DIRECTION:
List each line of the material that contains the word "lake".

Mask labeling examples:
☆ ☆ ☆ ☆ ☆ ☆ ☆
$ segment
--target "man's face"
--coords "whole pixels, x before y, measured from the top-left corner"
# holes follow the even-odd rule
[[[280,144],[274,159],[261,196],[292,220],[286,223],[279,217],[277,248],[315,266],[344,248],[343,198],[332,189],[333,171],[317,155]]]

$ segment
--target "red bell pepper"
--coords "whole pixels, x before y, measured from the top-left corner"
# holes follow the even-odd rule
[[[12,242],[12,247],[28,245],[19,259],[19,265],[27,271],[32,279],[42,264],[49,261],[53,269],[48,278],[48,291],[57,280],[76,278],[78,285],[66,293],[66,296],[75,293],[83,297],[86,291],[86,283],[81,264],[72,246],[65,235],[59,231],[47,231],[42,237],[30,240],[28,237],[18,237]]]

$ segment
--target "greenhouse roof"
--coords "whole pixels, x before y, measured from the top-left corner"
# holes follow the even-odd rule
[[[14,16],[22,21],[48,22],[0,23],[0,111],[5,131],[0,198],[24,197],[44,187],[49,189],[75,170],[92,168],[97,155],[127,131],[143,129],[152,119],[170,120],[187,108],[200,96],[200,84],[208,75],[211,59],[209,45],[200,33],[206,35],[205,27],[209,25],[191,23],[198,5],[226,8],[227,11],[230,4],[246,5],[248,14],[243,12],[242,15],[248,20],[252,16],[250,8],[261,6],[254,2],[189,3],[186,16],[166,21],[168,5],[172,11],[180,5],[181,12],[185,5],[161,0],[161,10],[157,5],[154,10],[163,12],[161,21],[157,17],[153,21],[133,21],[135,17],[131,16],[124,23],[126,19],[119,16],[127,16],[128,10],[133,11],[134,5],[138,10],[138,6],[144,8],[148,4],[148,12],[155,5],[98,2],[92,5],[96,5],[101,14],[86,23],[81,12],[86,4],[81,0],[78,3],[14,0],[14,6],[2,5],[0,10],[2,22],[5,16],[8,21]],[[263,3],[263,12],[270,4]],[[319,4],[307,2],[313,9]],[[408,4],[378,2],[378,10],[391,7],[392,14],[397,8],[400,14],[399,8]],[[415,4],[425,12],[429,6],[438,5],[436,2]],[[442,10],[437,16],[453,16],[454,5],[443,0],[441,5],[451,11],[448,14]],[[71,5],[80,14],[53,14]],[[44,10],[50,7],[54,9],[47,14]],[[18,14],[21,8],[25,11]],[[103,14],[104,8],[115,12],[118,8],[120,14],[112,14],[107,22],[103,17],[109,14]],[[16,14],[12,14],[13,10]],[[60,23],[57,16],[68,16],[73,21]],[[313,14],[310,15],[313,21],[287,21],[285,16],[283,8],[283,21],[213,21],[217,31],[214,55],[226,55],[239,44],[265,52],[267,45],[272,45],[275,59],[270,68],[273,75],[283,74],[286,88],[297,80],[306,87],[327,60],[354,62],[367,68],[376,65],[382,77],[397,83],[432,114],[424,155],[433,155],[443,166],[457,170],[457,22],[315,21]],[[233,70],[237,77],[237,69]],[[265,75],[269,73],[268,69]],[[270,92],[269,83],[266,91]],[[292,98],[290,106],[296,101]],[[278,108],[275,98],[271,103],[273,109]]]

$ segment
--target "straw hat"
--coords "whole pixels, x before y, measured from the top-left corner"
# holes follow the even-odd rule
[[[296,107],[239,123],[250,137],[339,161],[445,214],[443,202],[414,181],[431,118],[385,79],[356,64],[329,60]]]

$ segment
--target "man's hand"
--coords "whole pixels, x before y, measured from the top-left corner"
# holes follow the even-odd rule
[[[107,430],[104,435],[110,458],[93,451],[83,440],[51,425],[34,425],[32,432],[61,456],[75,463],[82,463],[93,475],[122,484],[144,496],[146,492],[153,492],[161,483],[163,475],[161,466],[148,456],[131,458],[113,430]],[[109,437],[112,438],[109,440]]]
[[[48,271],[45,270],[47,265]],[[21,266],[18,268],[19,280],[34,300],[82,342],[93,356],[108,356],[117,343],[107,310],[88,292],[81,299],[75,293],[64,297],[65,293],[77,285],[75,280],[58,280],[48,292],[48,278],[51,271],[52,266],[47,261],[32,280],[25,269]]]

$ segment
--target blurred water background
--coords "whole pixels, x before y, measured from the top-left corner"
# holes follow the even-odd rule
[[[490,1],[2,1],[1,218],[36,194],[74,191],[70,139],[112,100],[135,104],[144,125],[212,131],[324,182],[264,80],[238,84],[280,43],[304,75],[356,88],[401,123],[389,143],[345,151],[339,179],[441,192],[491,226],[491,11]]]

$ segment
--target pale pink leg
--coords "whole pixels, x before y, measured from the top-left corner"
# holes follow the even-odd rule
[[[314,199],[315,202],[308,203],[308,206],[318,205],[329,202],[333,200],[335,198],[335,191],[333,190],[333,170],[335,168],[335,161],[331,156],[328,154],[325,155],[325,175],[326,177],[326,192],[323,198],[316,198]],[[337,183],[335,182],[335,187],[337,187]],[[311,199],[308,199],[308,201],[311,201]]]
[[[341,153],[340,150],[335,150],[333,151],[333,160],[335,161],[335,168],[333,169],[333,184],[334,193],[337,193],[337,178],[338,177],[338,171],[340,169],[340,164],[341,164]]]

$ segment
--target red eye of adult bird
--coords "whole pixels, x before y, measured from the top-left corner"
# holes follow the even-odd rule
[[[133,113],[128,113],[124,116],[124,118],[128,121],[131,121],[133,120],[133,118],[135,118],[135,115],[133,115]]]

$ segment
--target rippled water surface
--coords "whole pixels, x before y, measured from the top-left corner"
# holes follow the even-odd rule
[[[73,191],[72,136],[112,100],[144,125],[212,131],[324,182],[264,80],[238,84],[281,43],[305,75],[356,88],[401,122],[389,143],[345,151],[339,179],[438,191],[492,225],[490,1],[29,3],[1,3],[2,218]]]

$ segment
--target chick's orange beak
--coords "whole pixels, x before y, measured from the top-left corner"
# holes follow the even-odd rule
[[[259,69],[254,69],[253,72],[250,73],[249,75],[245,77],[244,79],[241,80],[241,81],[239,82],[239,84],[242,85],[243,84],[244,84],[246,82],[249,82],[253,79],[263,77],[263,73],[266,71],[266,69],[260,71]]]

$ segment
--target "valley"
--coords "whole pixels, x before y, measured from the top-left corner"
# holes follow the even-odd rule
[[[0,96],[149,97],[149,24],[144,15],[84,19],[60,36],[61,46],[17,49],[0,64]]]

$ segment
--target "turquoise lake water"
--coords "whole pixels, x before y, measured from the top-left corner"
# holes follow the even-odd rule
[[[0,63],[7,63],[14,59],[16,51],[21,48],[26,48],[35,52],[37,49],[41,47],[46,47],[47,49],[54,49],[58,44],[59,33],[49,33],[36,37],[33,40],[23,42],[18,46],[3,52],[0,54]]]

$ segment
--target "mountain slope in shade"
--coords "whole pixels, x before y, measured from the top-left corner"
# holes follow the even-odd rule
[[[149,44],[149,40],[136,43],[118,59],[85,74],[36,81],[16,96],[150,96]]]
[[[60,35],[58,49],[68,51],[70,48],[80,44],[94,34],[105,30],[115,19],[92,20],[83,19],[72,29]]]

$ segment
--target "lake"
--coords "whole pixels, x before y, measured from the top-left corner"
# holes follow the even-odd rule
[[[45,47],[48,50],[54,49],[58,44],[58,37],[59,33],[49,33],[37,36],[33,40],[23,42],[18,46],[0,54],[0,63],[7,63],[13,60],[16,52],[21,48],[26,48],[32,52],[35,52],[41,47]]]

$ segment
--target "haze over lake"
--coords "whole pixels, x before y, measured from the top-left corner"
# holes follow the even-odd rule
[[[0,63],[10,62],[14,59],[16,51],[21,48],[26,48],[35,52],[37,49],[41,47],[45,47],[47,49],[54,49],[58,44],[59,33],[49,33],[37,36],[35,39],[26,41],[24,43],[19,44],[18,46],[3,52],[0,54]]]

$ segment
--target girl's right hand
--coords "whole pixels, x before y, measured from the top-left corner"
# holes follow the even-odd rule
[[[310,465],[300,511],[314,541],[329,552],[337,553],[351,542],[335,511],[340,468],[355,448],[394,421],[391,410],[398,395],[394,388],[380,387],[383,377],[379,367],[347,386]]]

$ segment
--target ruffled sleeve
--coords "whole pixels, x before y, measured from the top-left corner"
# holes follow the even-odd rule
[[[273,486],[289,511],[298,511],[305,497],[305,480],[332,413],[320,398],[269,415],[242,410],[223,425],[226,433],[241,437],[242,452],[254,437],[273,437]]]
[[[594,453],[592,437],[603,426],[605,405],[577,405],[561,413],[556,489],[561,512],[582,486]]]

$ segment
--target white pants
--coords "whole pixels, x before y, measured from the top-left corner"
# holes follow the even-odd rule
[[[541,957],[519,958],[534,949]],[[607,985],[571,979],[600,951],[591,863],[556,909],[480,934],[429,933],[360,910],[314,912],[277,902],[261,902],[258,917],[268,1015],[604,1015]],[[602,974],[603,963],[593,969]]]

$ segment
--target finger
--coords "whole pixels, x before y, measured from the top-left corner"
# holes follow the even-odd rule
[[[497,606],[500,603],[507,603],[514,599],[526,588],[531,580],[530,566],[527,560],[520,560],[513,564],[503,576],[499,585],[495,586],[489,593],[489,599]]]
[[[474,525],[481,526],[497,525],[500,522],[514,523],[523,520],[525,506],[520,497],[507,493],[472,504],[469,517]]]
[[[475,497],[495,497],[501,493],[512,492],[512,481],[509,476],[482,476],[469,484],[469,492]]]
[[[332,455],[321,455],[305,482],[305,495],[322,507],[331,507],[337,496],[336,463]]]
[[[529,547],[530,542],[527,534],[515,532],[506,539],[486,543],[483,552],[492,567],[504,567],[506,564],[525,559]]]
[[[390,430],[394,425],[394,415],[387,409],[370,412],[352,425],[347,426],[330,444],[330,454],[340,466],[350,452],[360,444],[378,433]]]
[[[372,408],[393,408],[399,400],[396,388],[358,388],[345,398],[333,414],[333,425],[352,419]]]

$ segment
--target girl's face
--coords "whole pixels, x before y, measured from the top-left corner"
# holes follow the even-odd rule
☆ ☆ ☆ ☆ ☆ ☆ ☆
TASK RESPONSE:
--target "turquoise lake water"
--target "lake"
--target "haze over lake"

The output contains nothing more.